## Work task:
Since each line must match the original, copy out the records with no differences at all.

[Data for the task — start]

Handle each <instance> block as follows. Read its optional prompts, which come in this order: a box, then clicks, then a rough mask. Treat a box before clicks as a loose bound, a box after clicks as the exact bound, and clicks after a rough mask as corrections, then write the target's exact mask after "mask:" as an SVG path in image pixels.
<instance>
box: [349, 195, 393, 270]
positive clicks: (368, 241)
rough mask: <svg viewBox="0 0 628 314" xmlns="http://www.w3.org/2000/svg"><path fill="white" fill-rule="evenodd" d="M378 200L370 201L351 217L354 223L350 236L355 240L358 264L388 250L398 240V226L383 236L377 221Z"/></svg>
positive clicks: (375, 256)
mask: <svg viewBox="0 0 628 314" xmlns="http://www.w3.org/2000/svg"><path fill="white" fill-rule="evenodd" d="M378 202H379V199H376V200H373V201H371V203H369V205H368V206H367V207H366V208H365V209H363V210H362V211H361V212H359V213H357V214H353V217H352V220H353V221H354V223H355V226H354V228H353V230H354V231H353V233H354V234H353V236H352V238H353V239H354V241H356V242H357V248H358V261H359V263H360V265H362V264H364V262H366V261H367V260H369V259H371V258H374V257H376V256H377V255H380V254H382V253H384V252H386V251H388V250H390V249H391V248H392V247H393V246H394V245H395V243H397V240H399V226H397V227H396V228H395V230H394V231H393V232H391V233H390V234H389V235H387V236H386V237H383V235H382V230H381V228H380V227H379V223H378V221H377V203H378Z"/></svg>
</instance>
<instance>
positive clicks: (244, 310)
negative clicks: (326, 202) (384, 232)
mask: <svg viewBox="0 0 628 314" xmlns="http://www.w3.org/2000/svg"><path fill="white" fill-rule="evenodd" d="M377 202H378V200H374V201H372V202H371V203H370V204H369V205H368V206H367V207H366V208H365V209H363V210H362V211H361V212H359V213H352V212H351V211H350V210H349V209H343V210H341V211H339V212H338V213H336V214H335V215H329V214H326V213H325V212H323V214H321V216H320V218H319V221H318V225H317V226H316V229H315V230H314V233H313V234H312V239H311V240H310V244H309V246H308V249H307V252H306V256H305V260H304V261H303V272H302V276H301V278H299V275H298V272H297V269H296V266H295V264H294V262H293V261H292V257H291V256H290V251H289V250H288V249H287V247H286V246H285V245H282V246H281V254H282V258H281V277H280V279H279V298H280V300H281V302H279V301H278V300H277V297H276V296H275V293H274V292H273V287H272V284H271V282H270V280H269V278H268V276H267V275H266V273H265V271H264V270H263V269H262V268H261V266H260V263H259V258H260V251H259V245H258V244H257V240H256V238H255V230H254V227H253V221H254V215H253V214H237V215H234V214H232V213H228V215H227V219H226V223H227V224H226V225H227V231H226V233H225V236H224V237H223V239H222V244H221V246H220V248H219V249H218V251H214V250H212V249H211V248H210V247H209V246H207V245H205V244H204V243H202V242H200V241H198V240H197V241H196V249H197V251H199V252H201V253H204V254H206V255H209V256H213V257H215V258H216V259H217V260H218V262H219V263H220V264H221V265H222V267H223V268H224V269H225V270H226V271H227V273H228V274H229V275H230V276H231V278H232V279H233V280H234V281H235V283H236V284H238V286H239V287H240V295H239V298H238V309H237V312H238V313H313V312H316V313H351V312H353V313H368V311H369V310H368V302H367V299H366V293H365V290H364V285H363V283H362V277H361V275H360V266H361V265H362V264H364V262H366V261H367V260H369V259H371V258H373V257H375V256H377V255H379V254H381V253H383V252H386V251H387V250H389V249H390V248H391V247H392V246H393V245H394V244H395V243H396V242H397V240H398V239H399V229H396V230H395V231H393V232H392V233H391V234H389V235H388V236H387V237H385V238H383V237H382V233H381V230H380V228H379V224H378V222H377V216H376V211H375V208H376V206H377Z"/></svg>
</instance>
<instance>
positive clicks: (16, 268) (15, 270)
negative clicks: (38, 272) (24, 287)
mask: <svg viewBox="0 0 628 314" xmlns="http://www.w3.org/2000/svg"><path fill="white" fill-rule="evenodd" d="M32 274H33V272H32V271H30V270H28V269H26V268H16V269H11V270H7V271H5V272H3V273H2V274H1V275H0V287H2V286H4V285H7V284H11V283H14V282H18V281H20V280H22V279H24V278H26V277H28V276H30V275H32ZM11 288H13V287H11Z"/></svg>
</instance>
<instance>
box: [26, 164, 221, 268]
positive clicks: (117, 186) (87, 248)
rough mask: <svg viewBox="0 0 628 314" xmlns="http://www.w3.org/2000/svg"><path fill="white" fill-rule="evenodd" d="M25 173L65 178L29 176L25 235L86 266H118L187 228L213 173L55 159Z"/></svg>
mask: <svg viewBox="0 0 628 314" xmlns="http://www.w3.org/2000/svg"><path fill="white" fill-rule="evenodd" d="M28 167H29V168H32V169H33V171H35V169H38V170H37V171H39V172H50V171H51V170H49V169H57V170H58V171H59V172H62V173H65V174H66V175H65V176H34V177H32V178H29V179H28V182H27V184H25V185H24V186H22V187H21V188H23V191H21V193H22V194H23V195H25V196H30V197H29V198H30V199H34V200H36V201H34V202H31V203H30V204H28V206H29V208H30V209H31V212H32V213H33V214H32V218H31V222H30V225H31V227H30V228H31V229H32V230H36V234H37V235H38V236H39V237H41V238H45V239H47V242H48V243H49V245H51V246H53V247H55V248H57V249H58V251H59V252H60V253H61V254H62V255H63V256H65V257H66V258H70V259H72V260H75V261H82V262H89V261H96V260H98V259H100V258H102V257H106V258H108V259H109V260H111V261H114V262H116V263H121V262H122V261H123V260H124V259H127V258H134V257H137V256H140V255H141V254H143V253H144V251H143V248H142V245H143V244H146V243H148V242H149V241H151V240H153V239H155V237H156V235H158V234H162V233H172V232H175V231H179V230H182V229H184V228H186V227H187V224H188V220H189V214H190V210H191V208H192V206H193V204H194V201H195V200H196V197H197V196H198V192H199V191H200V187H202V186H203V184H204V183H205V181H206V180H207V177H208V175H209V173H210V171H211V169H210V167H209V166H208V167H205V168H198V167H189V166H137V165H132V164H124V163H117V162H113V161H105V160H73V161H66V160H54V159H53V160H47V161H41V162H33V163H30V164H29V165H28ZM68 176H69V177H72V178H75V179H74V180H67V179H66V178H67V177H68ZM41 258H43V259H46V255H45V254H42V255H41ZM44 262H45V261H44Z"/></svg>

[Data for the task — finish]

## Solution:
Handle each <instance> block as follows. Read its optional prompts, which come in this order: a box, then clicks, then a rough mask. Treat a box before clicks as a loose bound, a box after clicks as the exact bound, and clicks after a rough mask as corrections, then write the target's exact mask after "mask:" as an SVG path in image pixels.
<instance>
box: [349, 195, 393, 270]
positive clicks: (368, 241)
rough mask: <svg viewBox="0 0 628 314" xmlns="http://www.w3.org/2000/svg"><path fill="white" fill-rule="evenodd" d="M378 200L370 201L351 217L354 223L350 236L355 240L358 264L388 250L398 240V226L383 236L377 221Z"/></svg>
positive clicks: (375, 256)
mask: <svg viewBox="0 0 628 314" xmlns="http://www.w3.org/2000/svg"><path fill="white" fill-rule="evenodd" d="M378 202H379V199H376V200H373V201H371V203H369V205H368V206H367V207H366V208H365V209H363V210H362V211H361V212H359V213H357V214H353V217H352V220H353V221H354V223H355V226H354V228H353V230H354V231H353V233H354V234H353V236H352V238H353V239H354V241H356V242H357V248H358V261H359V263H360V265H362V264H364V262H366V261H367V260H369V259H371V258H374V257H376V256H377V255H380V254H382V253H384V252H386V251H388V250H390V249H391V248H392V247H393V246H394V245H395V243H397V240H399V226H397V227H396V228H395V230H394V231H393V232H391V233H390V234H389V235H387V236H386V237H383V235H382V230H381V228H380V227H379V223H378V221H377V203H378Z"/></svg>
</instance>
<instance>
positive clicks: (244, 310)
negative clicks: (326, 202) (384, 232)
mask: <svg viewBox="0 0 628 314" xmlns="http://www.w3.org/2000/svg"><path fill="white" fill-rule="evenodd" d="M377 202H378V200H374V201H372V202H371V203H370V204H369V205H368V206H367V207H366V208H365V209H363V210H362V211H361V212H359V213H352V212H351V211H350V210H349V209H343V210H341V211H339V212H338V213H336V214H335V215H329V214H326V213H325V212H323V214H321V216H320V218H319V221H318V225H317V226H316V229H315V230H314V233H313V234H312V239H311V240H310V244H309V246H308V249H307V252H306V256H305V260H304V261H303V272H302V276H301V278H299V275H298V272H297V269H296V266H295V264H294V262H293V261H292V257H291V256H290V251H289V250H288V249H287V247H286V246H285V245H282V246H281V254H282V258H281V277H280V279H279V298H280V300H281V302H279V301H278V300H277V297H276V296H275V293H274V292H273V287H272V284H271V282H270V280H269V278H268V276H267V275H266V273H265V271H264V270H263V269H262V268H261V266H260V263H259V258H260V251H259V245H258V244H257V240H256V238H255V230H254V227H253V221H254V215H253V214H237V215H234V214H232V213H228V215H227V219H226V223H227V224H226V225H227V231H226V233H225V236H224V237H223V239H222V244H221V246H220V248H219V249H218V251H214V250H212V249H211V248H210V247H209V246H207V245H205V244H204V243H202V242H200V241H198V240H197V241H196V249H197V251H199V252H201V253H204V254H206V255H209V256H213V257H215V258H216V259H217V260H218V262H219V263H220V264H221V265H222V267H223V268H224V269H225V270H226V271H227V273H228V274H229V275H230V276H231V278H232V279H233V280H234V281H235V283H236V284H238V286H239V287H240V295H239V298H238V309H237V312H238V313H313V312H316V313H351V312H353V313H368V311H369V310H368V302H367V299H366V293H365V290H364V285H363V283H362V277H361V275H360V266H361V265H362V264H364V262H366V261H367V260H369V259H371V258H373V257H375V256H377V255H379V254H381V253H383V252H386V251H387V250H389V249H390V248H391V247H392V246H393V245H394V244H395V243H396V242H397V240H398V239H399V229H396V230H395V231H393V232H392V233H391V234H389V235H388V236H387V237H385V238H383V237H382V233H381V230H380V228H379V224H378V222H377V216H376V211H375V208H376V206H377Z"/></svg>
</instance>
<instance>
positive clicks: (16, 268) (15, 270)
negative clicks: (38, 272) (24, 287)
mask: <svg viewBox="0 0 628 314" xmlns="http://www.w3.org/2000/svg"><path fill="white" fill-rule="evenodd" d="M32 274H33V272H32V271H30V270H28V269H26V268H16V269H11V270H7V271H5V272H3V273H2V274H1V275H0V287H2V286H4V285H7V284H11V283H14V282H18V281H20V280H22V279H24V278H26V277H28V276H30V275H32ZM11 288H13V287H11Z"/></svg>
</instance>
<instance>
box: [26, 164, 221, 268]
positive clicks: (117, 186) (87, 248)
rough mask: <svg viewBox="0 0 628 314" xmlns="http://www.w3.org/2000/svg"><path fill="white" fill-rule="evenodd" d="M25 173L65 178L29 176L25 235L86 266H118L187 228L213 173L55 159Z"/></svg>
mask: <svg viewBox="0 0 628 314" xmlns="http://www.w3.org/2000/svg"><path fill="white" fill-rule="evenodd" d="M28 167H29V168H32V169H33V171H35V169H38V170H37V171H39V172H50V171H51V170H49V169H57V170H58V171H59V172H62V173H65V174H66V175H65V176H34V177H32V178H29V179H28V182H27V184H25V185H24V186H22V187H21V188H23V191H21V193H22V194H23V195H25V196H30V197H29V198H30V199H34V200H36V201H34V202H31V203H30V204H28V206H29V208H30V209H31V212H32V213H33V214H32V218H31V222H30V225H31V227H30V228H31V229H32V230H36V234H37V235H38V236H39V237H41V238H45V239H47V242H48V243H49V245H51V246H53V247H55V248H57V249H58V251H59V252H60V253H61V254H62V255H63V256H65V257H66V258H70V259H72V260H75V261H82V262H89V261H96V260H98V259H100V258H102V257H106V258H108V259H109V260H111V261H114V262H116V263H121V262H122V261H123V260H124V259H127V258H134V257H137V256H140V255H141V254H143V253H144V251H143V248H142V245H143V244H146V243H148V242H149V241H151V240H153V239H155V237H156V235H158V234H162V233H172V232H175V231H179V230H182V229H184V228H186V227H187V224H188V220H189V214H190V210H191V208H192V206H193V204H194V201H195V200H196V197H197V196H198V192H199V191H200V187H202V186H203V184H204V183H205V181H206V180H207V177H208V175H209V173H210V171H211V169H210V167H209V166H208V167H205V168H198V167H189V166H137V165H132V164H124V163H117V162H113V161H105V160H73V161H66V160H54V159H53V160H47V161H41V162H33V163H30V164H29V165H28ZM68 176H69V177H72V178H75V179H74V180H67V179H66V178H67V177H68ZM41 258H43V259H46V255H45V254H42V255H41ZM44 262H45V261H44Z"/></svg>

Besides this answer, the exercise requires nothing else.